_Dataset entries_.
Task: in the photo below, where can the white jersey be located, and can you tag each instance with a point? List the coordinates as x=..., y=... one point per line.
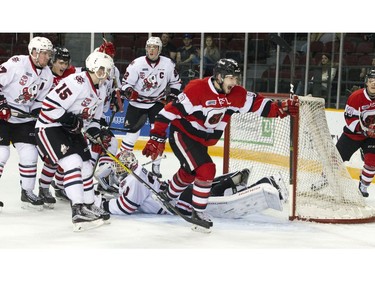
x=24, y=85
x=112, y=83
x=135, y=196
x=77, y=94
x=150, y=80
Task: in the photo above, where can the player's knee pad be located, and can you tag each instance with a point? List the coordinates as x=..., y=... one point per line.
x=71, y=162
x=206, y=171
x=369, y=160
x=184, y=177
x=4, y=153
x=28, y=153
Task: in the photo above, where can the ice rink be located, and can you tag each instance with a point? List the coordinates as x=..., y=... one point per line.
x=31, y=238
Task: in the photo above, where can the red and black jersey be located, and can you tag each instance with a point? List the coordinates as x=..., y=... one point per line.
x=202, y=113
x=358, y=104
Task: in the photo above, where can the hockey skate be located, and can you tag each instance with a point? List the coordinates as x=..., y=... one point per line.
x=84, y=219
x=156, y=170
x=96, y=211
x=201, y=216
x=47, y=198
x=59, y=192
x=30, y=200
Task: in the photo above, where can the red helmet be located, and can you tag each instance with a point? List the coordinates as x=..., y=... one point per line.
x=108, y=48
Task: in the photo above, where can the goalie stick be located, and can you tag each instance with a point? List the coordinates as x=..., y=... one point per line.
x=167, y=204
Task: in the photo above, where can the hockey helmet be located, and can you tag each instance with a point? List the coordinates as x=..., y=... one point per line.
x=40, y=44
x=370, y=74
x=128, y=159
x=154, y=41
x=227, y=67
x=108, y=48
x=97, y=60
x=60, y=53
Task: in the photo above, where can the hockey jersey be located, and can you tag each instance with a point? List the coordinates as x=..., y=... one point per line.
x=77, y=94
x=202, y=113
x=150, y=80
x=24, y=85
x=359, y=105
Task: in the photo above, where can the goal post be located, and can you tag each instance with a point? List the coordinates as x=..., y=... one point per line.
x=301, y=150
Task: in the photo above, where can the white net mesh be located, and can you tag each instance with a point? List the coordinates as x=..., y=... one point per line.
x=325, y=190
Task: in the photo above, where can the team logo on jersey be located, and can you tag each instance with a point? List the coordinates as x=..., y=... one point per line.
x=64, y=149
x=150, y=83
x=79, y=79
x=23, y=80
x=28, y=94
x=86, y=102
x=211, y=102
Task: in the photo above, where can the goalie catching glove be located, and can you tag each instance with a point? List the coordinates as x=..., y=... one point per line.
x=288, y=107
x=154, y=147
x=102, y=137
x=4, y=109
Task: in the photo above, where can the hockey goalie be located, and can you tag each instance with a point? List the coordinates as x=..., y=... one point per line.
x=230, y=196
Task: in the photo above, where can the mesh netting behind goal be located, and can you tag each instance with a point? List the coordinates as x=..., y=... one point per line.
x=322, y=188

_Do this_.
Copy out, word for word, the lines of the entries that begin at the line containing "Task: in the photo above, where can the white" and stop after the line containing "x=211, y=102".

_Written solution_.
Task: in the photo above, where can the white net mesh be located, and can you tag each instance with a point? List the coordinates as x=..., y=... one point per line.
x=325, y=190
Task: in the photo above, where can the team logo on jersey be located, and can you tag each instance with a point? List the coordinates as x=..., y=... one point per line.
x=64, y=149
x=150, y=83
x=79, y=79
x=23, y=80
x=28, y=94
x=86, y=102
x=211, y=102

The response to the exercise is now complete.